Set out every line of the listing below as a JSON list of strings, one string per line, with blank lines omitted.
>> start RECORD SET
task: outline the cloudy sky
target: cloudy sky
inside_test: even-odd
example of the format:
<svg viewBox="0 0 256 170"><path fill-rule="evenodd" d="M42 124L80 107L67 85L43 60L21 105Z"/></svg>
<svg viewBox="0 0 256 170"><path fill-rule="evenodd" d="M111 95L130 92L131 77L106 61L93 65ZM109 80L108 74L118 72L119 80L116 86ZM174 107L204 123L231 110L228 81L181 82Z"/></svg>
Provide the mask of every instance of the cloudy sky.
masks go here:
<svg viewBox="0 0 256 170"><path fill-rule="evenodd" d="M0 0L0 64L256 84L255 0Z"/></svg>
>> end RECORD SET
## FULL ANSWER
[
  "task: outline the cloudy sky",
  "target: cloudy sky",
  "inside_test: even-odd",
  "example of the format:",
  "<svg viewBox=\"0 0 256 170\"><path fill-rule=\"evenodd\" d=\"M42 124L80 107L67 85L43 60L21 105Z\"/></svg>",
  "<svg viewBox=\"0 0 256 170\"><path fill-rule=\"evenodd\" d=\"M111 95L130 92L131 77L106 61L93 65ZM109 80L108 74L118 72L119 80L116 86ZM174 107L204 123L231 110L228 81L181 82Z\"/></svg>",
  "Provide the mask of every instance of the cloudy sky.",
  "masks go here:",
  "<svg viewBox=\"0 0 256 170\"><path fill-rule=\"evenodd\" d=\"M0 0L0 64L256 84L255 0Z\"/></svg>"
]